Course Hero. "Empire Star Study Guide." Course Hero. 20 Dec. 2019. Web. 28 Jan. 2022. <https://www.coursehero.com/lit/Empire-Star/>.
Course Hero. (2019, December 20). Empire Star Study Guide. In Course Hero. Retrieved January 28, 2022, from https://www.coursehero.com/lit/Empire-Star/
(Course Hero, 2019)
Course Hero. "Empire Star Study Guide." December 20, 2019. Accessed January 28, 2022. https://www.coursehero.com/lit/Empire-Star/.
Course Hero, "Empire Star Study Guide," December 20, 2019, accessed January 28, 2022, https://www.coursehero.com/lit/Empire-Star/.
Empire Star is set within a universe where characters travel time and space, change identities, and experience their own multiple lives and deaths from countless perspectives. Although the narrative is complex, at least three themes emerge.
The categorization of everything, from individual beings to the universe itself, into "simplex," "complex," or "multiplex" is integral to Empire Star's thematic structure. Fortunately for the reader, author Delany signals the definitions of these terms early in the story. In Chapter 1 narrator Jewel tells the reader, "I have a multiplex consciousness, which means I see things from different points of view." Similarly, the character Norn in Chapter 2 describes Comet Jo's society on Rhys as "about as simplex a community as I've ever run into that you could still call intelligent" and notes that D'ik the devil-kitten "is complex, at least." All of this gives the reader a general understanding of the concept early on, which Delany expands as the story unfolds.

DATA LINES:

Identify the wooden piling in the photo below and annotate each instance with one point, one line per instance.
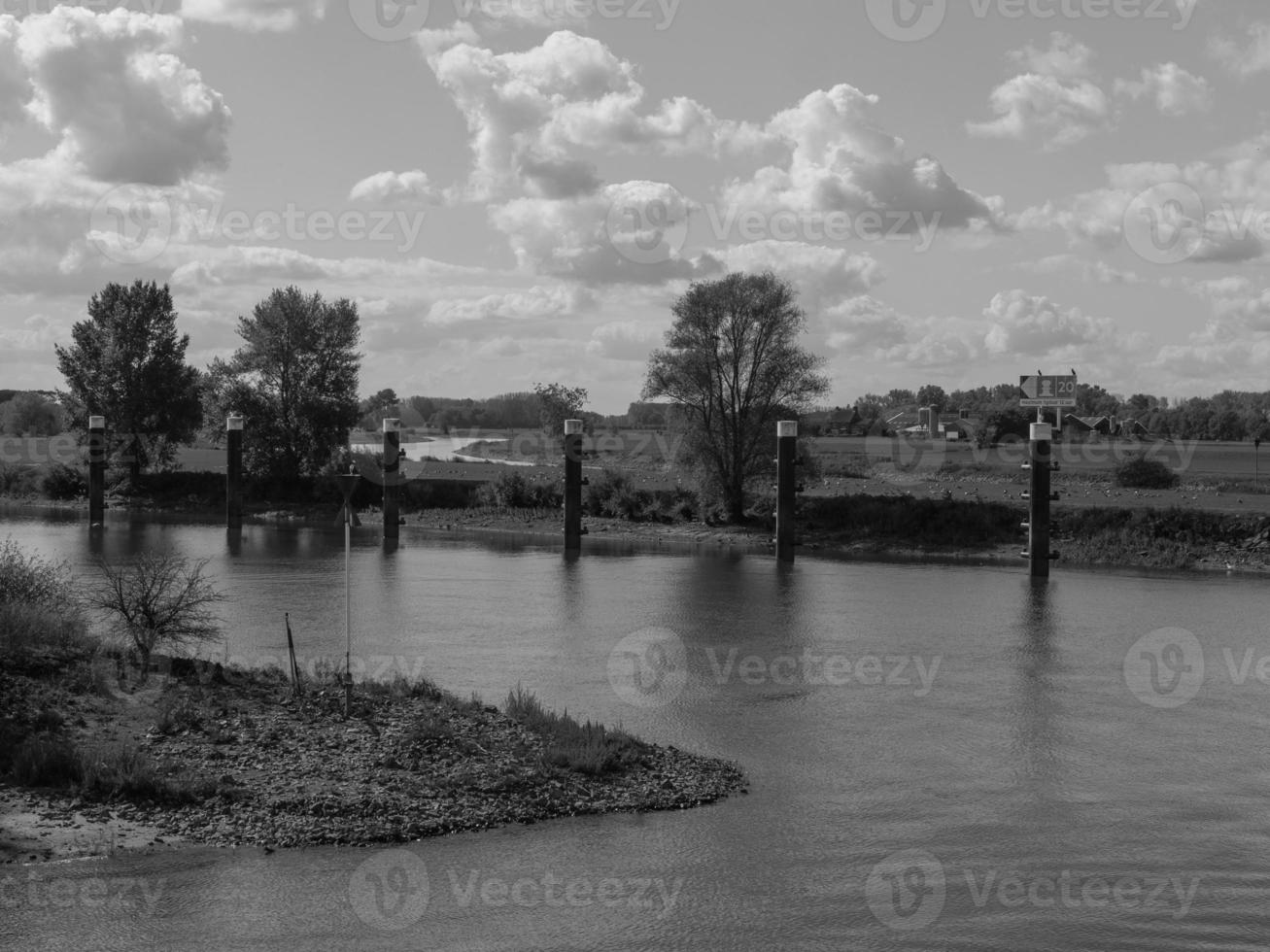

---

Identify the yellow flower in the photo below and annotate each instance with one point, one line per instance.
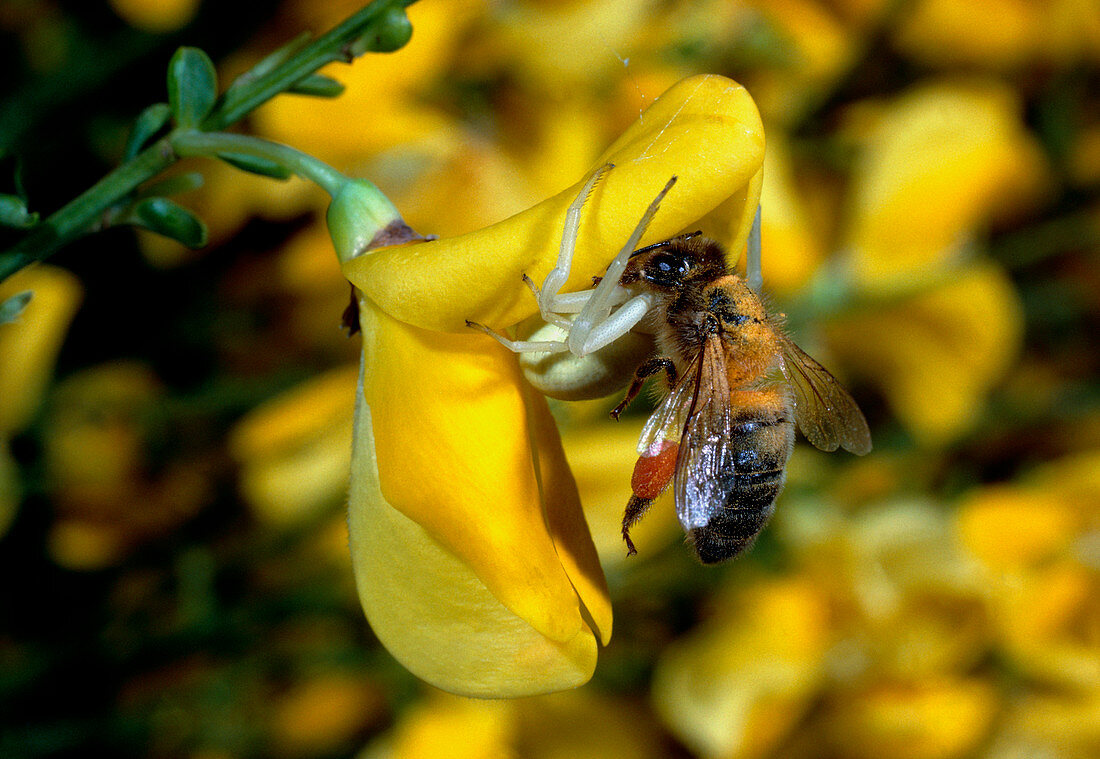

EXERCISES TO COMPLETE:
1: Do these statements agree with the Empire Star study guide? (a) Jewel, the narrator, claims to have a multiplex consciousness. (b) Norn describes D'ik the devil-kitten as simplex. (c) Delany signals the definitions of "simplex," "complex," and "multiplex" only near the end of the story. Answer yes or no for each, quoting the deciding words.
2: Can you carry on the Empire Star study guide from the point where it stops?

RESPONSES:
1:
(a) Yes: "In Chapter 1 narrator Jewel tells the reader, "I have a multiplex consciousness, which means I see things from different points of view.""
(b) No: "notes that D'ik the devil-kitten "is complex, at least.""
(c) No: "author Delany signals the definitions of these terms early in the story."

2:
The crux of multiplexity, as presented by Delany, is that understanding that reaching a multiplex level of understanding is essential if someone is to comprehend the universe and its workings. Comet Jo's personal journey is depicted as an evolution from a simplex youth to a complex—then multiplex—hero. His development in that regard is the lynchpin, in fact, upon which the entire plot depends. It is a long and distressing process for him, mostly facilitated by others—Jewel, San Severina, and Lump—who are themselves multiplex. Along the way, Delany pauses on occasion to refine and clarify the concept. Lump's explanation in Chapter 8 of why the occupants of the Geodesic Survey Station are simplex is one example of this. Another appears in Chapter 11 when Lump tells Jo that "only the most multiplex of minds" can enter the "temporal and spatial gap" of Empire Star and reemerge at the same time and place they entered.
A clever and somewhat original twist at the story's end revisits the concept and underscores its significance to the story one last time. In the final paragraph of Empire Star, Jewel the narrator directly addresses readers, stating that what they have just read cannot be understood unless their perceptions are ordered multiplexually. In keeping with the circular nature of the narrative, Delany thus tasks the reader with replicating Comet Jo's own perceptual growth in order to fully comprehend what they just read.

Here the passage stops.